Copy out all of the material below word for word, keeping each line in its original order.

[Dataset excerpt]
════

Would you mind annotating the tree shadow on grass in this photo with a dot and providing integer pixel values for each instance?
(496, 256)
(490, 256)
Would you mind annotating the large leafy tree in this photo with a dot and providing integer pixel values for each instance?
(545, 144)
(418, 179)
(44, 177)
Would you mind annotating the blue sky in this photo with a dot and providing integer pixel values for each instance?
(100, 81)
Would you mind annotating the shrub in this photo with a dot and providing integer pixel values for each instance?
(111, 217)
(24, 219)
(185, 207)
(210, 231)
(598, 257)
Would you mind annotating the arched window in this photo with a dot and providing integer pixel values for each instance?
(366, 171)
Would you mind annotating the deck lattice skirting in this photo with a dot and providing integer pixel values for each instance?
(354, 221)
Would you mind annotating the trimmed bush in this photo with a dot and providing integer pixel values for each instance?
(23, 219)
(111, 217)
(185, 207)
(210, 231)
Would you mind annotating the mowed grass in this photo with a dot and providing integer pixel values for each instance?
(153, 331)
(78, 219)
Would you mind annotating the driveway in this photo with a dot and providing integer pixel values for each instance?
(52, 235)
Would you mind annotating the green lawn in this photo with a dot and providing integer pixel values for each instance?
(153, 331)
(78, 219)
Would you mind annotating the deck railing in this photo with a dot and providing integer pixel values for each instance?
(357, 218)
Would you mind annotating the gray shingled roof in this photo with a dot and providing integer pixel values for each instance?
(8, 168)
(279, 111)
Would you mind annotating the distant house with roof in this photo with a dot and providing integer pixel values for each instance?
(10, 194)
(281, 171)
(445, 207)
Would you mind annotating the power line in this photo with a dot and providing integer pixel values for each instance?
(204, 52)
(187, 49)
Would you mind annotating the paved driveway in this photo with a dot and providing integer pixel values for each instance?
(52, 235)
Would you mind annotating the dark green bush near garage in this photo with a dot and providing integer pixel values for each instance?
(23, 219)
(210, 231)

════

TASK RESULT =
Would you mind annotating the tree shadow on grass in this photo with a dot and providing integer pixel values for each instance?
(496, 256)
(490, 256)
Would you mind annotating the large leafy tree in this photo with a dot and providing integer pixel values for each instance?
(545, 144)
(418, 179)
(44, 177)
Would you mind annotating the blue sky in this photo with a dot and providing integer pixel values for each instance?
(100, 81)
Would you mind annotating the shrub in this photo with a dot and providing integer pixel values for each instance?
(111, 217)
(24, 219)
(185, 207)
(210, 231)
(598, 257)
Would you mind annotating the arched window in this photo with a dot and providing integer pixel values for each instance?
(366, 171)
Would you mind annotating the deck lattice skirting in this photo with a dot and providing integer pixel values for each instance?
(354, 221)
Would you mind annotating the trimmed bush in this photo with a dot and providing integer pixel values for each instance?
(23, 219)
(111, 217)
(185, 207)
(210, 231)
Would you mind annotating the mowed grass in this photo with a dot and providing integer pixel values for each instance?
(153, 331)
(78, 219)
Would you mind annotating the driveway in this photo with a dot and providing integer pixel values for each instance?
(52, 235)
Would you mind annotating the green lawn in this photo with a dot and providing integer pixel values for each instance?
(153, 331)
(78, 219)
Would you mind annotating the deck railing in this photo with a dot and providing integer pixel values for each instance?
(357, 218)
Would you mind annotating the gray shingled roof in this photo with a dot and providing integer pixel values for each instance?
(8, 168)
(279, 111)
Would you mind annotating the distant house with roof in this photo with a dot and providing integer pixel values for each instance?
(10, 194)
(281, 171)
(445, 207)
Would you mind annotating the power line in this photo with a dot and providing integer pixel values for each instance?
(204, 52)
(187, 49)
Would you mind annotating the paved driveway in this photo with a dot and providing integer pixel values for each instance?
(52, 235)
Would you mind annotating the dark green bush near garage in this photo with a dot and providing integer pixel values for each instance?
(23, 219)
(210, 231)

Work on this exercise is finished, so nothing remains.